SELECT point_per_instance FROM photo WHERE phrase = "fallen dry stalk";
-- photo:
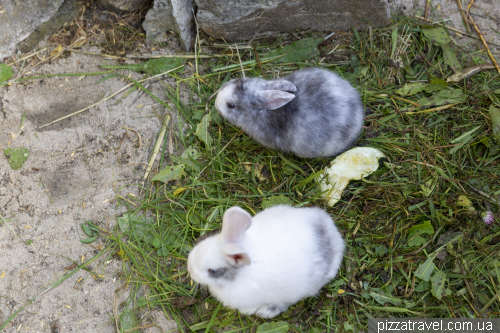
(452, 29)
(159, 141)
(484, 42)
(459, 4)
(435, 109)
(109, 97)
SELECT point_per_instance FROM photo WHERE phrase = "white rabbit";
(264, 264)
(312, 112)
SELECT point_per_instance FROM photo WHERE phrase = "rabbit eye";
(217, 273)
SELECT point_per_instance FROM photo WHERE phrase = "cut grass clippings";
(411, 247)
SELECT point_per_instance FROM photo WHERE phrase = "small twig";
(470, 5)
(485, 44)
(159, 141)
(460, 9)
(197, 41)
(239, 58)
(258, 62)
(186, 56)
(140, 93)
(234, 137)
(137, 133)
(109, 97)
(483, 193)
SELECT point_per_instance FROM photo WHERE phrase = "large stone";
(176, 15)
(66, 13)
(235, 20)
(18, 19)
(122, 5)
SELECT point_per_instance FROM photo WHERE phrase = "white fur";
(285, 267)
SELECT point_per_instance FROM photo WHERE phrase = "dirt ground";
(75, 170)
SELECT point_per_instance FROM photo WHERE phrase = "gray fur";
(324, 118)
(325, 247)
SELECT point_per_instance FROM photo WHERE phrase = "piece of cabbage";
(350, 165)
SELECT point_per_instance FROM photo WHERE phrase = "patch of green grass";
(413, 248)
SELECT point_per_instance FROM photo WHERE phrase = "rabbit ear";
(282, 85)
(235, 255)
(234, 224)
(273, 99)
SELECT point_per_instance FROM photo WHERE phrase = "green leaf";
(495, 121)
(428, 187)
(5, 72)
(424, 228)
(163, 252)
(445, 96)
(87, 230)
(157, 242)
(171, 172)
(437, 284)
(128, 320)
(170, 240)
(191, 152)
(161, 65)
(92, 226)
(463, 139)
(202, 130)
(425, 270)
(16, 156)
(301, 50)
(381, 250)
(416, 241)
(439, 37)
(385, 298)
(273, 327)
(275, 200)
(188, 158)
(423, 286)
(416, 87)
(142, 302)
(437, 81)
(88, 240)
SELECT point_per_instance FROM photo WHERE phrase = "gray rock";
(235, 20)
(18, 19)
(66, 13)
(176, 15)
(122, 5)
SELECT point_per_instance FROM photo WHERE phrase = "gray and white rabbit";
(264, 264)
(311, 112)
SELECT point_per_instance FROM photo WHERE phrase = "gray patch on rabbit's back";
(228, 273)
(324, 245)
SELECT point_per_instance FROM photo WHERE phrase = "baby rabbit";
(311, 113)
(264, 264)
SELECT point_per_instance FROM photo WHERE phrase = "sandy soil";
(75, 169)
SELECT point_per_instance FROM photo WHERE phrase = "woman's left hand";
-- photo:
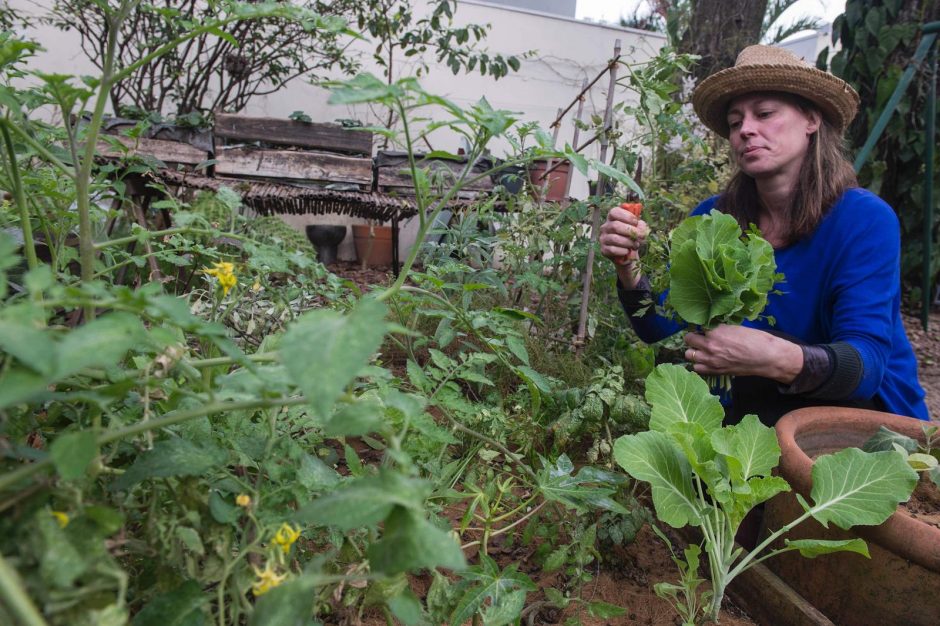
(741, 351)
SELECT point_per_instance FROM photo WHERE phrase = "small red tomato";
(634, 207)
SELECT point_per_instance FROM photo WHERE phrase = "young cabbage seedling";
(708, 475)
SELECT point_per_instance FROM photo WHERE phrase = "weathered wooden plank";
(330, 137)
(166, 151)
(396, 176)
(294, 165)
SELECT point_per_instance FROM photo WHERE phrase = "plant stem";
(16, 598)
(20, 198)
(11, 478)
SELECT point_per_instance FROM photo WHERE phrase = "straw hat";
(768, 68)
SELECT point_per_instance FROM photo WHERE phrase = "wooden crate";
(234, 129)
(393, 173)
(170, 152)
(294, 165)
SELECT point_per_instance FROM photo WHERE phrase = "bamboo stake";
(596, 217)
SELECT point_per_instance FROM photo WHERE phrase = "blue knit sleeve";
(865, 284)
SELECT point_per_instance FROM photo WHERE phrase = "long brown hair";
(824, 176)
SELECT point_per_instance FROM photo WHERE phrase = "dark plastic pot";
(326, 239)
(900, 583)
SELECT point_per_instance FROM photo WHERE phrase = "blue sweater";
(842, 285)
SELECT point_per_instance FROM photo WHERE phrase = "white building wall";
(565, 53)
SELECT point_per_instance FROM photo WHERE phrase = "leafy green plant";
(877, 40)
(716, 275)
(922, 457)
(709, 476)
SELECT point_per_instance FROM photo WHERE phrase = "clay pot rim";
(901, 534)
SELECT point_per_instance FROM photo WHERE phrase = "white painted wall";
(566, 52)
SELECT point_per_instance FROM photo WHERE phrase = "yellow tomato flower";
(268, 579)
(225, 273)
(285, 536)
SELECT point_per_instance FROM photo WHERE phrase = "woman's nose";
(746, 127)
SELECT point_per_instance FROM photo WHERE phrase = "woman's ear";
(814, 121)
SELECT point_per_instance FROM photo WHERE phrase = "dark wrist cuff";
(837, 382)
(633, 300)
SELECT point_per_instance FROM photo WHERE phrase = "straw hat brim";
(834, 97)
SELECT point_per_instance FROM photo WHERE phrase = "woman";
(838, 337)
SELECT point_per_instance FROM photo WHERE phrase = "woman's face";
(770, 134)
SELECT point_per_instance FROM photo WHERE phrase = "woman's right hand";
(621, 237)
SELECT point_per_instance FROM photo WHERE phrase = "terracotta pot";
(900, 583)
(326, 239)
(554, 191)
(373, 244)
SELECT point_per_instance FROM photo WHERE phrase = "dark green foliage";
(878, 39)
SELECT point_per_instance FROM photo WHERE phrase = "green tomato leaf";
(885, 439)
(288, 604)
(324, 350)
(71, 453)
(750, 448)
(811, 548)
(409, 542)
(655, 458)
(366, 501)
(180, 607)
(171, 457)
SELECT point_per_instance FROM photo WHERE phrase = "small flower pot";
(373, 244)
(326, 239)
(900, 583)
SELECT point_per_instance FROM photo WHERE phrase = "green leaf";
(489, 584)
(171, 457)
(222, 511)
(589, 489)
(71, 453)
(677, 395)
(180, 607)
(355, 419)
(505, 610)
(366, 501)
(653, 457)
(556, 559)
(315, 475)
(60, 561)
(715, 275)
(852, 487)
(811, 548)
(409, 542)
(99, 343)
(324, 350)
(750, 448)
(288, 604)
(530, 375)
(617, 175)
(556, 598)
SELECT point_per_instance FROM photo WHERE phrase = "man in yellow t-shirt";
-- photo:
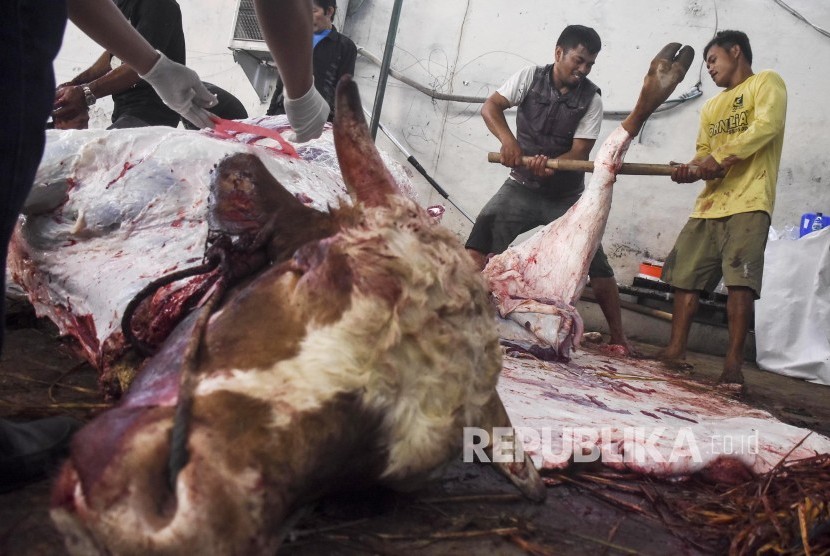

....................

* [Goal] Pull out each line in the records that contains the word "green", and copy those lines unchanged.

* [Written response]
SELECT point_per_instance FROM photo WHERE phrase = "patch of green grass";
SELECT point_per_instance FROM photo WHERE phrase = "green leaf";
SELECT point_per_instance FROM photo WHERE phrase = "leafy green plant";
SELECT point_per_instance FROM photo WHERE phrase = "dark green foliage";
SELECT point_per_instance FROM photo WHERE phrase = "green tomato leaf";
SELECT point_per_instance FROM photo WHERE phrase = "green leaf";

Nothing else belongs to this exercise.